The exercise: Take the line that contains "Wildlife-tally request: point out every instance of the dress" as the first line and the last line of the material below as the final one; reproduce exactly the lines between, inclusive.

Recorded data:
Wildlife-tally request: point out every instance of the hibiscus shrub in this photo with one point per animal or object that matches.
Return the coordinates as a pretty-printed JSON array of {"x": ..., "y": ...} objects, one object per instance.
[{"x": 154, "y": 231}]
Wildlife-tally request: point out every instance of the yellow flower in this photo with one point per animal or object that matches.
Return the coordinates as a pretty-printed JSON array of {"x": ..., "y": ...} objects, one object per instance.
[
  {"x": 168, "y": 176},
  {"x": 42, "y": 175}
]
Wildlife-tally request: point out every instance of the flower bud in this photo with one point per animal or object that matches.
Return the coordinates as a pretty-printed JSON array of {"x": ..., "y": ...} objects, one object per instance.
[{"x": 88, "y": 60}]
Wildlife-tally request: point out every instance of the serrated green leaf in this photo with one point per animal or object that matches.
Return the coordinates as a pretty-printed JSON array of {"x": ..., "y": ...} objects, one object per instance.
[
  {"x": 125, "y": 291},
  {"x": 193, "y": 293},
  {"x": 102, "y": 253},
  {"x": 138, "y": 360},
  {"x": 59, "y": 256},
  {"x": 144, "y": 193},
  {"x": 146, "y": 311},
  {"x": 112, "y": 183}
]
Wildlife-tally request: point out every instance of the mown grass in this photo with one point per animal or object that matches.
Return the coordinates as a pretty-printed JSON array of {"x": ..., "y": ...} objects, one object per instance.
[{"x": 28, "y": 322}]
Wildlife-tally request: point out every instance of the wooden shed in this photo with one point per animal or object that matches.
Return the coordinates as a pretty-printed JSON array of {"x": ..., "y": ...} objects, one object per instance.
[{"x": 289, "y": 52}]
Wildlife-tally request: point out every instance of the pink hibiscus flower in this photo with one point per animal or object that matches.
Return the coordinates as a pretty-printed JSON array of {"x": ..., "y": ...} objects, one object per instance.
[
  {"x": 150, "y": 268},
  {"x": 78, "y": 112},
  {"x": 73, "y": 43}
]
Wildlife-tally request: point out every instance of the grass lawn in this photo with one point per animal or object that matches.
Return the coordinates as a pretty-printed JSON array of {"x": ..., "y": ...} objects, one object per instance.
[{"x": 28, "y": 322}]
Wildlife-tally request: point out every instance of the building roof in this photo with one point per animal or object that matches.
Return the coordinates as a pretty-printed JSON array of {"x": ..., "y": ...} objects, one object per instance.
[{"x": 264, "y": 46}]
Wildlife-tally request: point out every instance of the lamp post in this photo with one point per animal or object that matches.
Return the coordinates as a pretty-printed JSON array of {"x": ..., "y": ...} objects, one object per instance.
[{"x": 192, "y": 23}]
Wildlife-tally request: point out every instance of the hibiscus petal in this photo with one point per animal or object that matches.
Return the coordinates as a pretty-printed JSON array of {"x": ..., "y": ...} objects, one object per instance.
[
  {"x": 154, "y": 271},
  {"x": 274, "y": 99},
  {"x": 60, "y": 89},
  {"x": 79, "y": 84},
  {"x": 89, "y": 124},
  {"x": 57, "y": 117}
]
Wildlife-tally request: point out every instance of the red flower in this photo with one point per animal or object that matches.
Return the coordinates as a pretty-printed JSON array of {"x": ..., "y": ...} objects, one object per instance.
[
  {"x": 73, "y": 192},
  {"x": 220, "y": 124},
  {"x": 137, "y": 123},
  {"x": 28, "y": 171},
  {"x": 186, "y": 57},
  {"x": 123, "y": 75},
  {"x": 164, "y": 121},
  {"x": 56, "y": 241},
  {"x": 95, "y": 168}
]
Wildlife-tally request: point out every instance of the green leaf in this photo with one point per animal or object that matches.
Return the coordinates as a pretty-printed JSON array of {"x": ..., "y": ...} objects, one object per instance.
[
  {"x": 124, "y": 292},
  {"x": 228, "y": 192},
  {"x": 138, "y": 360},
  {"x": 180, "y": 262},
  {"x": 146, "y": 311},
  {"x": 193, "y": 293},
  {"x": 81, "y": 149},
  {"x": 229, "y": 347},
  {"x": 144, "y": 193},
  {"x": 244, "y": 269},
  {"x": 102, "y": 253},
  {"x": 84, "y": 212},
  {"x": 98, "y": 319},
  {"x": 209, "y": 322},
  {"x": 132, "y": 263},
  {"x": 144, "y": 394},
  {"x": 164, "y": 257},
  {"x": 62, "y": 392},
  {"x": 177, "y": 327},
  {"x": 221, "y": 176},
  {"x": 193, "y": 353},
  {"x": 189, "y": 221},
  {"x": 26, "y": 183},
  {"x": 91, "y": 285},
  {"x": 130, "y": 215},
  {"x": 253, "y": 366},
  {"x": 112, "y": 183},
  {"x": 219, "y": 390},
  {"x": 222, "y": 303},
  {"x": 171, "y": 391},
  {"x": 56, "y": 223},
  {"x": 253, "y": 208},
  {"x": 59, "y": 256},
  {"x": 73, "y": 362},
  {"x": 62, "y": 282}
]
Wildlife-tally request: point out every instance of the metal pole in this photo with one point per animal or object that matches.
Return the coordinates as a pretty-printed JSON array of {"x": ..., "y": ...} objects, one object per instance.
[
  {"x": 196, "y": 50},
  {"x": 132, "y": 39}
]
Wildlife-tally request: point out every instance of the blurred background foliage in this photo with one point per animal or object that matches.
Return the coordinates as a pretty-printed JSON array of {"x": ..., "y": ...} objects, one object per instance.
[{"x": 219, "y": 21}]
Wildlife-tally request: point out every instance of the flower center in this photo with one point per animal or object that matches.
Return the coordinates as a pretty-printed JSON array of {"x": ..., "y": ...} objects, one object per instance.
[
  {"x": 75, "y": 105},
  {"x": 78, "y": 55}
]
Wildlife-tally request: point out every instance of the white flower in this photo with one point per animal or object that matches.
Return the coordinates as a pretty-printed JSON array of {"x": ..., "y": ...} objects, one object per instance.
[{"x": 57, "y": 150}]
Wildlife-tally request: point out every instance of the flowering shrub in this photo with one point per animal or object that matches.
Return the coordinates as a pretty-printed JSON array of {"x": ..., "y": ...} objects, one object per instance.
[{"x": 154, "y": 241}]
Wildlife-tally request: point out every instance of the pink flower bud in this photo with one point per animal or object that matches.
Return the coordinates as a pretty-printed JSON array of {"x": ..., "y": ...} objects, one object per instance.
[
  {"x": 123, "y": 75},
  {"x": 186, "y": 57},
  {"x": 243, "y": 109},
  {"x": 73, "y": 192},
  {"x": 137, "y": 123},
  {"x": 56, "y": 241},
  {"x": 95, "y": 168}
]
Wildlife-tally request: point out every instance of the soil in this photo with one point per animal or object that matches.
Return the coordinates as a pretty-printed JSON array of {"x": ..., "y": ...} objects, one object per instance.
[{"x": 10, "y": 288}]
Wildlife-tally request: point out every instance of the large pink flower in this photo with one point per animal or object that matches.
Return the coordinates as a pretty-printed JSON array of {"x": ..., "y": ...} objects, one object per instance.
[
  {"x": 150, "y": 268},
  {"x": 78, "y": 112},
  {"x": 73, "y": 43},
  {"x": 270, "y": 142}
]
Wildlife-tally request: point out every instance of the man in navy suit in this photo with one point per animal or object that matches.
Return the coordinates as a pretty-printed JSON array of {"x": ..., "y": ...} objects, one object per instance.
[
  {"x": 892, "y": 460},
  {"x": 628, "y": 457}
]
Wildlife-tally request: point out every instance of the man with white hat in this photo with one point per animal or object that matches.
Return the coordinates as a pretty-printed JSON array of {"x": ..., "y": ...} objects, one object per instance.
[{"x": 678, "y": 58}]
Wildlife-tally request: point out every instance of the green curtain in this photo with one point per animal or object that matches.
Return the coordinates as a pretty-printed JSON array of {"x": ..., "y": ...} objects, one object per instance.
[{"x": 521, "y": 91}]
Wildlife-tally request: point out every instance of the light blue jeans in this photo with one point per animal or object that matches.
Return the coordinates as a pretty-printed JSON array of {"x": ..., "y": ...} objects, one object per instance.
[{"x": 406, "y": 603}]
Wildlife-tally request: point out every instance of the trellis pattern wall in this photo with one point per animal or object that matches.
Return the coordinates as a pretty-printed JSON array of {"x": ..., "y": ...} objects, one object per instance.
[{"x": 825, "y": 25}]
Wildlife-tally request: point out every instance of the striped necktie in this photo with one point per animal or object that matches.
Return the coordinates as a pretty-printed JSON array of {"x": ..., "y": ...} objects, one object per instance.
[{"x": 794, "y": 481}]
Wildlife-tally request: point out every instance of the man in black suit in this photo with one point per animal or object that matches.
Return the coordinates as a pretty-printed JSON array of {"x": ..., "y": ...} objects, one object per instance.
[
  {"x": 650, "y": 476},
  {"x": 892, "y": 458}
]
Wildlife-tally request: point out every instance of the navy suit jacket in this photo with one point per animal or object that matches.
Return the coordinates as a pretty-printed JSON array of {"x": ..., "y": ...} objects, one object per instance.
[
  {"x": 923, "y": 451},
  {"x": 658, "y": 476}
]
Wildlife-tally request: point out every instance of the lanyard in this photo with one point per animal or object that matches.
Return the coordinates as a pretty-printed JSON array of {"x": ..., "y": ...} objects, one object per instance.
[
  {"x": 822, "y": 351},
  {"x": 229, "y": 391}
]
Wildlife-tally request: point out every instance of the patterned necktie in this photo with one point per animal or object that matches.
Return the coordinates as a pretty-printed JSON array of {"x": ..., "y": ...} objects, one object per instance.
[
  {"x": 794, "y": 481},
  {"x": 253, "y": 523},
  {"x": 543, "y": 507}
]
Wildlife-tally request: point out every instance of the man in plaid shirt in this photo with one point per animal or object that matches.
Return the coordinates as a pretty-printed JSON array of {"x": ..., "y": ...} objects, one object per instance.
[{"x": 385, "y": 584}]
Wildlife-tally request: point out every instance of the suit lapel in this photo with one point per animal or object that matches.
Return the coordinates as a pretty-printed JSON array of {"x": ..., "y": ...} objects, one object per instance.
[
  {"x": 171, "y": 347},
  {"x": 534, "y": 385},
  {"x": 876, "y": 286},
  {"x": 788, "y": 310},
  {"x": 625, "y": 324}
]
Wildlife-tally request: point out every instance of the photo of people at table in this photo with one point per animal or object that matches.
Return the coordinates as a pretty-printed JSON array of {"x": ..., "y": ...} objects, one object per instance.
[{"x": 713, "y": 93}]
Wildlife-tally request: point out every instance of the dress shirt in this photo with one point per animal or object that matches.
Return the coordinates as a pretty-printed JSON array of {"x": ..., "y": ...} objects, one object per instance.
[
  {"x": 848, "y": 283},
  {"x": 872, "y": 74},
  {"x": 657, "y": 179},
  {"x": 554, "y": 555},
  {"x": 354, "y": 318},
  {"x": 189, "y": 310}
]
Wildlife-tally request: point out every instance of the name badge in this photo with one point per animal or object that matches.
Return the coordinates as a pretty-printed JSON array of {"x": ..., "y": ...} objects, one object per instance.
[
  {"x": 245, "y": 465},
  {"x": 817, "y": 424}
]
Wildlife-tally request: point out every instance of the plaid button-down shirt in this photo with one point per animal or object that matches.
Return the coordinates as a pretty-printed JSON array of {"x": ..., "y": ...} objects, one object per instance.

Correct answer:
Wildlife-tally request: point out every instance of the dress shirt in this photo with one point per animal or object that matches.
Return the coordinates as a pretty-printed JSON array of {"x": ..., "y": ...} objects, one object per instance.
[
  {"x": 848, "y": 283},
  {"x": 872, "y": 74},
  {"x": 657, "y": 179},
  {"x": 554, "y": 555},
  {"x": 354, "y": 318},
  {"x": 189, "y": 310}
]
Wildlife-tally request: point out every instance of the name badge in this photo with one point per animal or object that matches.
Return the coordinates as a pretty-printed JSON array of {"x": ..., "y": ...} objects, one object per instance.
[
  {"x": 245, "y": 465},
  {"x": 817, "y": 424}
]
Wildlife-tally request: point out every instance of the plaid button-down shirt in this photo with one point per animal or object that matches.
Return the coordinates as a pretty-printed JSON array of {"x": ..., "y": ...} objects, one object per instance.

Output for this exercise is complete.